Consegna 1:
Individua nei record ogni riga che contiene la parola "curb" e riportala.

Estratto scelto:
Pubblicato il 10 maggio 2009 da Marco Di Cesare


Americana – True Blood

Come il sangue trasporta la vita dentro il nostro corpo, mescolando essenze tra le più varie, così la creatura che l’Alan Ball di Six Feet Under e American Beauty ha tratto per la HBO dalla serie di romanzi di Charlaine Harris, The Southern Vampire Mysteries (cominciata nel 2001 con Finché non cala il buio) unisce l’orrore all’ironia e alla sensualità più spinta, in una rincorsa senza sosta su di una strada che non si sa dove porti – nei pressi del B-movie, magari, come poco tempo fa lo splendido Planet Terror di Robert Rodriguez - invitandoci a seguirla, sorridendoci beffarda. Ma mentre il sangue in noi scorre e pulsa, coprendo sempre la medesima distanza, avanti e indietro lungo il tragitto che unisce centro e periferia, rinchiuso dentro la stessa gabbia, in True Blood convivono molti centri e nessuna periferia, spiazzando così di continuo lo spettatore e destando meraviglia su meraviglia.

In un presente ’altro’ che potrebbe anche essere un futuro vicinissimo, i Giapponesi hanno inventato il ’Tru Blood’, sangue sintetico che è diventato l’alimento base dei vampiri, i quali appaiono ora desiderosi di convivere pacificamente con gli umani.
Sookie Stackhouse (Anna Paquin) è la giovane cameriera di un locale a Bon Temps, una cittadina della Louisiana, che cerca di barcamenarsi tra clienti a volte poco educati. Di certo è assai più presentabile il tenebroso Bill Compton (Stephen Moyer), il primo vampiro che si faccia vedere in quei paraggi, un essere che ha oltrepassato il secolo e mezzo («Sono diventato un vampiro nel 1865, quando avevo trent’anni». «Cavolo! Ne dimostri di più!». «La vita era più difficile, prima»). Sookie, però, non è una persona come le altre: lei è una telepate che deve concentrarsi per non sentire i pensieri degli altri (alla The Listener); ma, stranamente, non riesce a entrare nella mente dei vampiri. Si sentirà allora ancora più attratta da ciò che non può conoscere con facilità, ossia il mistero: tanto che, forse, gli concederà anche la propria verginità.

Voci del dataset:
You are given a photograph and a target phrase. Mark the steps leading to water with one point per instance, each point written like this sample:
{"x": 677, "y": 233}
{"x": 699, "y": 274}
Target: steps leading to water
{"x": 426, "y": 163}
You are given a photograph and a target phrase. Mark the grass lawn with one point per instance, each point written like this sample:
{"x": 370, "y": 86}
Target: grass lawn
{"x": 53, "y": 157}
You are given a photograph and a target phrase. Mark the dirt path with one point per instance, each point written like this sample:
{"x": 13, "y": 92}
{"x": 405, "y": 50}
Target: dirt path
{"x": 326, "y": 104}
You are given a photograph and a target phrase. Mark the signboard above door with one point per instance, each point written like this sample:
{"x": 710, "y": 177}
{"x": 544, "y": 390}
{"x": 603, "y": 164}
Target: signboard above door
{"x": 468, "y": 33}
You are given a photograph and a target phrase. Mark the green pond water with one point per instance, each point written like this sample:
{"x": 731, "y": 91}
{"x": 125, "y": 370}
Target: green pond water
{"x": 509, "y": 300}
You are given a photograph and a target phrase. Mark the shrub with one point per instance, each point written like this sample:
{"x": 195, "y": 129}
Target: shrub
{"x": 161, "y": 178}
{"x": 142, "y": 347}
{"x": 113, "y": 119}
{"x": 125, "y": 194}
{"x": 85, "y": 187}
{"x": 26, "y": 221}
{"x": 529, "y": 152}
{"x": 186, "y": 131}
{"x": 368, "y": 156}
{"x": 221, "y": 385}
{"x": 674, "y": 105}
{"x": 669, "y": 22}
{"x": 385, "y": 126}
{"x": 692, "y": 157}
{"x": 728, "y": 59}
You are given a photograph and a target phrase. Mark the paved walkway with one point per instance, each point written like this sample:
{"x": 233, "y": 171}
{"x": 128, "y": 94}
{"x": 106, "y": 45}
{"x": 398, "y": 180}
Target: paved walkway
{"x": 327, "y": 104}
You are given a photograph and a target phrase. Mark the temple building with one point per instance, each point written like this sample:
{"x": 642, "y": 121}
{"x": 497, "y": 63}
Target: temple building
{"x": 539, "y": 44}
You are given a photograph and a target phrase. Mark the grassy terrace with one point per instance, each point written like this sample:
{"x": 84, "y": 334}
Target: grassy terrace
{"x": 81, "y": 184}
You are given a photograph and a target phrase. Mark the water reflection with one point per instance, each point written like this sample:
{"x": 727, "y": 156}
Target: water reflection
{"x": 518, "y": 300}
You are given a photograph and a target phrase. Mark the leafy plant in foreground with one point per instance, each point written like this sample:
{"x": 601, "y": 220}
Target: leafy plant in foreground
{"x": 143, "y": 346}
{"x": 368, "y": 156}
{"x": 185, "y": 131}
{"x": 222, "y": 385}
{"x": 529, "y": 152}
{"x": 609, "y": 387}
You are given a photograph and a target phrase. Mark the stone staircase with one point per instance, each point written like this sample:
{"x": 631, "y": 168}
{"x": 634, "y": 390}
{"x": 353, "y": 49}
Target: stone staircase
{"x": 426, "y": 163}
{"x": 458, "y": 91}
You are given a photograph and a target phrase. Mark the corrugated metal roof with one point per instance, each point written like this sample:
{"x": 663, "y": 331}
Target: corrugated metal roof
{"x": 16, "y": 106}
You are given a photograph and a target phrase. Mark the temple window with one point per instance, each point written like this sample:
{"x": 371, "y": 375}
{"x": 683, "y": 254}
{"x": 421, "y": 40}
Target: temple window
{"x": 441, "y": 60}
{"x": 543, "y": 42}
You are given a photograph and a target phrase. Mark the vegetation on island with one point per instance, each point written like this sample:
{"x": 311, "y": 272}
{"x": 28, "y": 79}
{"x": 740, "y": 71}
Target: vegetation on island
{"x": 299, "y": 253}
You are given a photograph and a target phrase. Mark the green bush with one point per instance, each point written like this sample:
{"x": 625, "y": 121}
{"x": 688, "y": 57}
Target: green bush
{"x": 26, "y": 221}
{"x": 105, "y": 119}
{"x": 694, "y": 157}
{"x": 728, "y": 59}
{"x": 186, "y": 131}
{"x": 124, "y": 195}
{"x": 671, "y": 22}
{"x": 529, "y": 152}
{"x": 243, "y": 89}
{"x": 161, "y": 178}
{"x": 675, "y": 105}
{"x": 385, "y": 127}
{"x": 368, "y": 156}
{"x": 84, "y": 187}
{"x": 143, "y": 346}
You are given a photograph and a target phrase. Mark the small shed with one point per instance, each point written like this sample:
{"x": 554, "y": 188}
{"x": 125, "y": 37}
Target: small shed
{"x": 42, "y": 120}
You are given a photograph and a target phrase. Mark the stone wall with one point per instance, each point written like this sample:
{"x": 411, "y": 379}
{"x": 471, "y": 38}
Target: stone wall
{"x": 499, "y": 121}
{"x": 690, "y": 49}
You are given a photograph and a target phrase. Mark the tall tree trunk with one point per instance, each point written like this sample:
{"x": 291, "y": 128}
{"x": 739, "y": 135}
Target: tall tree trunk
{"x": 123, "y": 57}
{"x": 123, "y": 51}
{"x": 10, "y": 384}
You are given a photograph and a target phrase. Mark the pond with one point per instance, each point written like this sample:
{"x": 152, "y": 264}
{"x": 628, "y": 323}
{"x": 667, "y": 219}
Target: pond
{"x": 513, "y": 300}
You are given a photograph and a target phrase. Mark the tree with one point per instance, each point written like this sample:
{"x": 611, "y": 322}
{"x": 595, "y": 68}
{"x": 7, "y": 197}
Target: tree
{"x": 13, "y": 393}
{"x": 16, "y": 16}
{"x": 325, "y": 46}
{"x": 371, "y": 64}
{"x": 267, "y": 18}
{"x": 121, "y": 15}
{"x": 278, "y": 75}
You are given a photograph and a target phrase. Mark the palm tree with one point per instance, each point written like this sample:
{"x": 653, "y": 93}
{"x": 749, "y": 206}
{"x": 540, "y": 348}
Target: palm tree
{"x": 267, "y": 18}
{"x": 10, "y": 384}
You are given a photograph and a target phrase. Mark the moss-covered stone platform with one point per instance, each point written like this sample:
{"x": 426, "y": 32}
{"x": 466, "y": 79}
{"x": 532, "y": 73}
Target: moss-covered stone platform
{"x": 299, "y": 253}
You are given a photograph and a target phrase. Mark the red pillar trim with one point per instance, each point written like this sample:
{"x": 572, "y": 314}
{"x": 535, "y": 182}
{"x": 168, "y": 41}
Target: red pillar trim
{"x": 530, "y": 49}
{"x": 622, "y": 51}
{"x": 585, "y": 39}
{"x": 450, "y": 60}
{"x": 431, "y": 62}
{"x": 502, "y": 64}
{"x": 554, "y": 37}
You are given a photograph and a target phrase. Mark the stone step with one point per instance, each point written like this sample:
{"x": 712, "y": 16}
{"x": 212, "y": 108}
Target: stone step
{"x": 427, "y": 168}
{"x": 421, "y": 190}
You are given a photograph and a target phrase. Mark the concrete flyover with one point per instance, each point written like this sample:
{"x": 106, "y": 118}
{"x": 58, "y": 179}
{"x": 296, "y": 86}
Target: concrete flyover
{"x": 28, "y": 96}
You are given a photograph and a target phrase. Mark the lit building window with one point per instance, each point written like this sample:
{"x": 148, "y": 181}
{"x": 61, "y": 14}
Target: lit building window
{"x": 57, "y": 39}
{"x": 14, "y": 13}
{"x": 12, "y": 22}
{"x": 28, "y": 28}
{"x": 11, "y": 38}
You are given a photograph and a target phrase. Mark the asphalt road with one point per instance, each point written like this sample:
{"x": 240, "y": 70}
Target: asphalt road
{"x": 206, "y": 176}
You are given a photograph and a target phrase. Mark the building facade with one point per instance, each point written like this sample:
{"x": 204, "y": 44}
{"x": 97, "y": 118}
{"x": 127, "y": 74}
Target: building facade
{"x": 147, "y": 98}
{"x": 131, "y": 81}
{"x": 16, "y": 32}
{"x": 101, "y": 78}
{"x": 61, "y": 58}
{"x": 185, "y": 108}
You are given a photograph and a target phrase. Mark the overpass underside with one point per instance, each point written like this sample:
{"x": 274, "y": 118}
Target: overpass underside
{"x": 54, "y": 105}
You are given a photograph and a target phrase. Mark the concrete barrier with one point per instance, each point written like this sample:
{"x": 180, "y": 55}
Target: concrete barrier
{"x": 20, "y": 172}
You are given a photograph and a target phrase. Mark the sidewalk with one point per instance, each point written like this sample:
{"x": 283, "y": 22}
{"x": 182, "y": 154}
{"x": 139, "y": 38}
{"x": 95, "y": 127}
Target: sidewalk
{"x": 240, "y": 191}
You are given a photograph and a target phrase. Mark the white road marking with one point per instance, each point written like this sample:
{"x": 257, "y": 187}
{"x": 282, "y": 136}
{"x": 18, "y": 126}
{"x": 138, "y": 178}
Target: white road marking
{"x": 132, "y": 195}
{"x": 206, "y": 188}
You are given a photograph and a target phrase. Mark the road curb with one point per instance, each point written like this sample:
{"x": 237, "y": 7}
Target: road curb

Consegna 2:
Secondo il testo su True Blood, perché Sookie si sentirà «ancora più attratta» da Bill Compton? Rispondi in una, due o tre frasi.

Risultato 1:
You are given a photograph and a target phrase. Mark the road curb with one point per instance, each point written like this sample:
Target: road curb

Risultato 2:
Sookie è una telepate che sente i pensieri degli altri, ma stranamente non riesce a entrare nella mente dei vampiri. Per questo è ancora più attratta da ciò che non può conoscere con facilità, cioè il mistero.